EXERCISE AIM =>
Whenever a line in the material below contains "roof", copy that line.

DATA TO USE =>
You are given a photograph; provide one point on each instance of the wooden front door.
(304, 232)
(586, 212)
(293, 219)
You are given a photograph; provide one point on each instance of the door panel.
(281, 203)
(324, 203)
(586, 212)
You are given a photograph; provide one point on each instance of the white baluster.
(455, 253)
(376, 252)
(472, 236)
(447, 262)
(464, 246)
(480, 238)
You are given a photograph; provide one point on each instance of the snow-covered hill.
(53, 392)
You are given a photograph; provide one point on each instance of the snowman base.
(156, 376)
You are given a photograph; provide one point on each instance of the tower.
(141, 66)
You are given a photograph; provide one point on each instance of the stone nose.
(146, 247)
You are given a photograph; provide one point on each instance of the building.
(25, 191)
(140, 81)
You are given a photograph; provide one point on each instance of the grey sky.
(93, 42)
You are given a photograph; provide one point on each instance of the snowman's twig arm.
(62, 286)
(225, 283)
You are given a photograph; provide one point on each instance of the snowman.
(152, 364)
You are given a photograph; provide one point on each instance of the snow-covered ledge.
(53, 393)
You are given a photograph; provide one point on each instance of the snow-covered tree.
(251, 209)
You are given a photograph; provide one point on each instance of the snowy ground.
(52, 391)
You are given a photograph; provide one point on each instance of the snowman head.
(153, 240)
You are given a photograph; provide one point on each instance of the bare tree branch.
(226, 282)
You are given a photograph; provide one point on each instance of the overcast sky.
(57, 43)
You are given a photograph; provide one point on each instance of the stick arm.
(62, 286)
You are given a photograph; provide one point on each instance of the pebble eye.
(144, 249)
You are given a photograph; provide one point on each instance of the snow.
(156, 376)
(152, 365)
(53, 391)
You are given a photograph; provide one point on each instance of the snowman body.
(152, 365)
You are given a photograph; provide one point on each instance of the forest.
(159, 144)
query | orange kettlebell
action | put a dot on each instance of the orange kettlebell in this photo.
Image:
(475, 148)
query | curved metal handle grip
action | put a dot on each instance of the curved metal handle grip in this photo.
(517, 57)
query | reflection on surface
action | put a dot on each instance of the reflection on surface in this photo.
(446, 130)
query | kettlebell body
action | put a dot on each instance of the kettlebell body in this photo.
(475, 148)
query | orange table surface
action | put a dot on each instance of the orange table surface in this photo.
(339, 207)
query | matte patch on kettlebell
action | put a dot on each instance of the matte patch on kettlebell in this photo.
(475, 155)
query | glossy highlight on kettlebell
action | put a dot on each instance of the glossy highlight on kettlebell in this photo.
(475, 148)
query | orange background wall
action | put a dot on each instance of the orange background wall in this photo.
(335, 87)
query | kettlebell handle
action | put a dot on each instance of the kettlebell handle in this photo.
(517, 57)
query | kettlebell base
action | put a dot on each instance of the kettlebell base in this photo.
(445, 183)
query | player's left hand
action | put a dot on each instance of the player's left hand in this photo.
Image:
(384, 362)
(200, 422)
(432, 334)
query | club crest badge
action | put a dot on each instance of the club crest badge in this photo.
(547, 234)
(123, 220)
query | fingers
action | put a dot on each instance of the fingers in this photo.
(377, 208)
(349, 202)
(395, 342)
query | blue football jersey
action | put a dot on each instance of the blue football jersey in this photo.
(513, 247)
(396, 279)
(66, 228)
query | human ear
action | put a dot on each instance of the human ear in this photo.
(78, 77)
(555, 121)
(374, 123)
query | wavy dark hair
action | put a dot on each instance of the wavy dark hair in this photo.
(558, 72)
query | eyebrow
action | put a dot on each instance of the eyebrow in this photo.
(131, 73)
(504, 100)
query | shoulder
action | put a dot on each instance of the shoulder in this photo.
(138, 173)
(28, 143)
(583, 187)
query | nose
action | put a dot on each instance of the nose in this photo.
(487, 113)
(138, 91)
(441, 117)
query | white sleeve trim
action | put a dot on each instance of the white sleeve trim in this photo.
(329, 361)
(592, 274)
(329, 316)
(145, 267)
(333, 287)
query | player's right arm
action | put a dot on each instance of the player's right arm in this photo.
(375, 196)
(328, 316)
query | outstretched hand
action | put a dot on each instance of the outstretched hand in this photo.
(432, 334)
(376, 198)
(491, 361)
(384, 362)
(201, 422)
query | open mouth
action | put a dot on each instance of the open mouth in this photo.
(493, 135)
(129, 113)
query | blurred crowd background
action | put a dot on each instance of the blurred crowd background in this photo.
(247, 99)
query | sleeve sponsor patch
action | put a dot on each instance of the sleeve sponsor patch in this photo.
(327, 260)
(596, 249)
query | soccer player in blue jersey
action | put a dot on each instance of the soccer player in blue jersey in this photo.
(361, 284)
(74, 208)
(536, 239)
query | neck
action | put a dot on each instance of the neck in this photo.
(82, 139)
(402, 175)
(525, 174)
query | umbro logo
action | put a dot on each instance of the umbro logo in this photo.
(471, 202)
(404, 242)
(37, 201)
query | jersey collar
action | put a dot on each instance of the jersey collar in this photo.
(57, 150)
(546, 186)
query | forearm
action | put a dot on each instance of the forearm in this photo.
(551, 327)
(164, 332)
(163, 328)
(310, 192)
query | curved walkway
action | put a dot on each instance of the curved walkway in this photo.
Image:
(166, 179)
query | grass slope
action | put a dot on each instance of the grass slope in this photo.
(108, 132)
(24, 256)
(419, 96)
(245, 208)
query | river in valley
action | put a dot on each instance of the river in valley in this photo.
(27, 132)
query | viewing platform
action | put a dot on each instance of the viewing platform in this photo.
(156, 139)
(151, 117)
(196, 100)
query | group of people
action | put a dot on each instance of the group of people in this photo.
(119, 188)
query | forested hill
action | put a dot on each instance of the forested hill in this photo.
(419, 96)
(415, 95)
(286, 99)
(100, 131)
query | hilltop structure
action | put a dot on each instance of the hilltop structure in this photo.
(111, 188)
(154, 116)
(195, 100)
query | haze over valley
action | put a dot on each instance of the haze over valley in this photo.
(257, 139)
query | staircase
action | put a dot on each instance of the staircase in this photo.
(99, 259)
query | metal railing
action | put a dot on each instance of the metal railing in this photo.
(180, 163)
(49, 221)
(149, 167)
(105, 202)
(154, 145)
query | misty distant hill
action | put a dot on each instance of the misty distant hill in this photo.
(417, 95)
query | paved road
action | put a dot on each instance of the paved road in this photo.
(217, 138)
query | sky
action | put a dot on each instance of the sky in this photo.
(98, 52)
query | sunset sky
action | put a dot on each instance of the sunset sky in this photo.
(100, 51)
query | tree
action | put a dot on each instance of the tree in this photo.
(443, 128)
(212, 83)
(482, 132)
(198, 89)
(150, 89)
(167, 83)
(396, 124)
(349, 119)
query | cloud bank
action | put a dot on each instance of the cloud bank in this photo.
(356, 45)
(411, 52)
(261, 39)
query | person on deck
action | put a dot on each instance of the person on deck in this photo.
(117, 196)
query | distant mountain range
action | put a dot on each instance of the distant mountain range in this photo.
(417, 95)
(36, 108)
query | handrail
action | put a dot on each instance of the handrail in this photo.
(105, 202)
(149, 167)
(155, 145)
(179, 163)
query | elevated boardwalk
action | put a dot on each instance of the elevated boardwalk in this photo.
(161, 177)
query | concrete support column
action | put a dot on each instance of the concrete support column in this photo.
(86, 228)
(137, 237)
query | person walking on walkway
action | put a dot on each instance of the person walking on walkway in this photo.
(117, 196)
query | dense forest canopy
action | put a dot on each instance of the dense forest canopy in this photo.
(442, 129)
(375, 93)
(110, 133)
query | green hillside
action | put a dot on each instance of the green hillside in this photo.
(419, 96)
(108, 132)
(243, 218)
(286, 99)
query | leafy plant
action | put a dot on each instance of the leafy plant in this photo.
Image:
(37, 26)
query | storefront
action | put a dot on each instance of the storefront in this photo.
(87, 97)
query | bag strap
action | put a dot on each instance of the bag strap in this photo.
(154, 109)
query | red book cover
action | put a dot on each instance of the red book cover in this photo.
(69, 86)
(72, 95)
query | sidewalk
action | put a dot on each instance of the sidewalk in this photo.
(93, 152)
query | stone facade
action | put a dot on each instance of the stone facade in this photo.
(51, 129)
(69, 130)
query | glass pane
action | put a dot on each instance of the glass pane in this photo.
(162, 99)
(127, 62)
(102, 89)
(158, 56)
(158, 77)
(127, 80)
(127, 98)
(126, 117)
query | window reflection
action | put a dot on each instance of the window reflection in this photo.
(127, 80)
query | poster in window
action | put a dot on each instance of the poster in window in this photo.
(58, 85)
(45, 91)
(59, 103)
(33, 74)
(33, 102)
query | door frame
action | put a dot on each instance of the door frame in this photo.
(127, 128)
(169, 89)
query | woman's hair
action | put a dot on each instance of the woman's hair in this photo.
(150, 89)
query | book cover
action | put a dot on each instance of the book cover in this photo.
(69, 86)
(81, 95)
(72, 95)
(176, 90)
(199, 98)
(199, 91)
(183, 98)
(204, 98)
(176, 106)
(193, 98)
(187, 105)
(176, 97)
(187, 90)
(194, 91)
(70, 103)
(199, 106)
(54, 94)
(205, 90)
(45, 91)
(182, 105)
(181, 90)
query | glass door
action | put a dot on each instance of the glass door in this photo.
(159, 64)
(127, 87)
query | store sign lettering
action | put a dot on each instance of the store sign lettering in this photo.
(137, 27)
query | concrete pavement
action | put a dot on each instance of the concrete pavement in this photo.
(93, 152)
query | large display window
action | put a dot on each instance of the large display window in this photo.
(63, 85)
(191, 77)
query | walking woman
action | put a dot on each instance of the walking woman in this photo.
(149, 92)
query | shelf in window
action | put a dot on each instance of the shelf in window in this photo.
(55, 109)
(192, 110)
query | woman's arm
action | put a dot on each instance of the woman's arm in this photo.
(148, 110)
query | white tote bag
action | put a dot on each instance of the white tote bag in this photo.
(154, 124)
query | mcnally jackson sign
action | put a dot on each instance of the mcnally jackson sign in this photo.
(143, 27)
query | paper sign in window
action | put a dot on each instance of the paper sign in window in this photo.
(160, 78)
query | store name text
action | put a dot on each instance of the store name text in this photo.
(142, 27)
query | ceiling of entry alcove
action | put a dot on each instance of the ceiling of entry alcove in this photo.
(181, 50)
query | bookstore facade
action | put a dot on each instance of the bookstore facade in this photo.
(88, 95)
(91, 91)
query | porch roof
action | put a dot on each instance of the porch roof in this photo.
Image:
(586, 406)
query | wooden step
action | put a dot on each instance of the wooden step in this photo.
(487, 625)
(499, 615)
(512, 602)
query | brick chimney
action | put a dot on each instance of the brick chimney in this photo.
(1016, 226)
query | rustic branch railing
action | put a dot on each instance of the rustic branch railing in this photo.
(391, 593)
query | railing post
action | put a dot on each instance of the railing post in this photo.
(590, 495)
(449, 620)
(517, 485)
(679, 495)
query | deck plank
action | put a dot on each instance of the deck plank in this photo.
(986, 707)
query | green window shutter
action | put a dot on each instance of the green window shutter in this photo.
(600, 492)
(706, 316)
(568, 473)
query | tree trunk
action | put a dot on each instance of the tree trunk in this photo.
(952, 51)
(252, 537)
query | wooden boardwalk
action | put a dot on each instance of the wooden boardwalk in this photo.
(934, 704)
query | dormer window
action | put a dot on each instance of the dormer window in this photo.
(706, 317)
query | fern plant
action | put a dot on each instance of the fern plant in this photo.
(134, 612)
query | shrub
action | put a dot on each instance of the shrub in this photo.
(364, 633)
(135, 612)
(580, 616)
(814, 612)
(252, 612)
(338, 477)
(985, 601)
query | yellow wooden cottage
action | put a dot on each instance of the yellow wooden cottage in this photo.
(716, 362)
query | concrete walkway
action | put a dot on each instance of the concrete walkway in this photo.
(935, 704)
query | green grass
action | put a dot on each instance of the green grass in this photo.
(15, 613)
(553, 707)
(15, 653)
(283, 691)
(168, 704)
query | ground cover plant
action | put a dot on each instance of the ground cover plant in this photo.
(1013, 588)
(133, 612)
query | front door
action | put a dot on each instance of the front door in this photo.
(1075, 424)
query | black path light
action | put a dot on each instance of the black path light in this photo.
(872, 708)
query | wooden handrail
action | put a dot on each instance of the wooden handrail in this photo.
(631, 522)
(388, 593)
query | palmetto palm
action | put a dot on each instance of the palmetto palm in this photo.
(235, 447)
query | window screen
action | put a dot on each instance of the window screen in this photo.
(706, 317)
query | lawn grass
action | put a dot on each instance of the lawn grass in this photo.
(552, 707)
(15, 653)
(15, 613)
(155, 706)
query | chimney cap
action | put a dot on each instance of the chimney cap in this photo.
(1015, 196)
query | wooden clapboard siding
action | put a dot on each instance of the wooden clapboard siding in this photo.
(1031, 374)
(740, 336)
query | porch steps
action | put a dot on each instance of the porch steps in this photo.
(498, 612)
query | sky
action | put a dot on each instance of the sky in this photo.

ANSWER TO THIS PROBLEM =>
query | porch roof
action | put a dot on each instance of the porch roof in this photo.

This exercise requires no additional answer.